Goal of the exercise: I need the number of lines in the following entries that hold the word "gable", and no other text.

(Stored data)
◇ ◇ ◇ ◇ ◇ ◇ ◇
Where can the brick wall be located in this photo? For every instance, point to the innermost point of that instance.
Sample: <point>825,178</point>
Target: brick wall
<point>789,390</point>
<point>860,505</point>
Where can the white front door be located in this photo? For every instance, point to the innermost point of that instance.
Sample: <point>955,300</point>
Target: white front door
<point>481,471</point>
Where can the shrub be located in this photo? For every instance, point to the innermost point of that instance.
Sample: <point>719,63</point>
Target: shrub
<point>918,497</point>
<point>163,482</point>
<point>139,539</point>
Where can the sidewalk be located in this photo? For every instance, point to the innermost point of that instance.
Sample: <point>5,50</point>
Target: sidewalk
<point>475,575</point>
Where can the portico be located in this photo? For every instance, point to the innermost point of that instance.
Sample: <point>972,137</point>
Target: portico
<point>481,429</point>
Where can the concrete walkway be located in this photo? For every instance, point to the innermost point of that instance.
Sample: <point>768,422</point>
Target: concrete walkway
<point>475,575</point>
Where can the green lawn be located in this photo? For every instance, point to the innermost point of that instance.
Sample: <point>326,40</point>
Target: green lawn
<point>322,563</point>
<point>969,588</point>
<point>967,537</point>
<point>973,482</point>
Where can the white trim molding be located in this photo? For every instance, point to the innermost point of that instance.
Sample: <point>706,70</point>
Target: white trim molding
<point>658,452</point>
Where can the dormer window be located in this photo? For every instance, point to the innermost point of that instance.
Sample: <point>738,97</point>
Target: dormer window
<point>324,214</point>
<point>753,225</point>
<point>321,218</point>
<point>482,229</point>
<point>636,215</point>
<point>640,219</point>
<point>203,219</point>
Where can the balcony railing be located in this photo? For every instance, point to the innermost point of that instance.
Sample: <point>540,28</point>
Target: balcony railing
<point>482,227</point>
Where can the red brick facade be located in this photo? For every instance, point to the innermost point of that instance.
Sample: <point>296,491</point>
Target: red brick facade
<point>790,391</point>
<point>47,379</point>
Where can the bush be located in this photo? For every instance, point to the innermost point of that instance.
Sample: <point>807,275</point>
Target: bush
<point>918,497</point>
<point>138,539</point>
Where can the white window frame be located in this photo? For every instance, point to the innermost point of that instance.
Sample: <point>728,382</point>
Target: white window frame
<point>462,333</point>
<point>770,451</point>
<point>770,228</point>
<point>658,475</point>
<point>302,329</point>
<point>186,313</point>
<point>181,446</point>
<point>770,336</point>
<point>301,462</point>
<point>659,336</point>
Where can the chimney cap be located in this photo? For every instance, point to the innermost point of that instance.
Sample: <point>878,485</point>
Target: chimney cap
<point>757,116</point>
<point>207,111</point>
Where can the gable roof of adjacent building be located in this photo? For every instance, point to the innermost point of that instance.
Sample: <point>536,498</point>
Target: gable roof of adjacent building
◇ ◇ ◇ ◇ ◇ ◇ ◇
Solution to the exercise: 2